Dans le cadre de la détermination du bénéfice à capitaliser d’une SCI, il convient d’exclure l’ensemble des charges considérées comme exceptionnelles au sens comptable. Il en est ainsi, notamment :

Des amendes ;

  • Des créances devenues irrécouvrables ;

  • Des cessions d’immobilisation ;

  • Les remplacements de composants ;

  • Ou encore certains travaux de particulière envergure.


Ce qui inclut les amortissements

 

Le résultat d’exploitation correspond à la différence entre les produits d’exploitation et les charges d’exploitation.

 

Conformément aux dispositions de l’article 821-4 du Plan comptable général, ces charges comprennent notamment les dotations aux amortissements.

 

Dès lors, le numérateur au sein du rapport qui permet de déterminer la valeur de productivité prend en compte les dotations aux amortissements.

 

Cette interprétation est approuvée par la Cour de cassation dans le cadre de l’évaluation d’une société civile immobilière par la valeur de productivité (Cass. com. 24-10-2018 no 17-17.597 F-D).

Exercice écrit -> Citez intégralement le texte sur le bénéfice à capitaliser d'une SCI. Les lignes ci-après n'ont aucun rapport avec le texte sur le bénéfice à capitaliser d'une SCI.

(Données de placement de points)

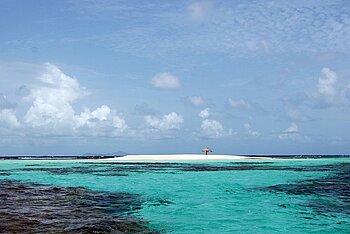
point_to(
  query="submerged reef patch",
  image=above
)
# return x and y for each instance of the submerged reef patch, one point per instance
(34, 208)
(124, 168)
(330, 194)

Réponse attendue ->
Dans le cadre de la détermination du bénéfice à capitaliser d’une SCI, il convient d’exclure l’ensemble des charges considérées comme exceptionnelles au sens comptable. Il en est ainsi, notamment :

Des amendes ;

  • Des créances devenues irrécouvrables ;

  • Des cessions d’immobilisation ;

  • Les remplacements de composants ;

  • Ou encore certains travaux de particulière envergure.


Ce qui inclut les amortissements

 

Le résultat d’exploitation correspond à la différence entre les produits d’exploitation et les charges d’exploitation.

 

Conformément aux dispositions de l’article 821-4 du Plan comptable général, ces charges comprennent notamment les dotations aux amortissements.

 

Dès lors, le numérateur au sein du rapport qui permet de déterminer la valeur de productivité prend en compte les dotations aux amortissements.

 

Cette interprétation est approuvée par la Cour de cassation dans le cadre de l’évaluation d’une société civile immobilière par la valeur de productivité (Cass. com. 24-10-2018 no 17-17.597 F-D).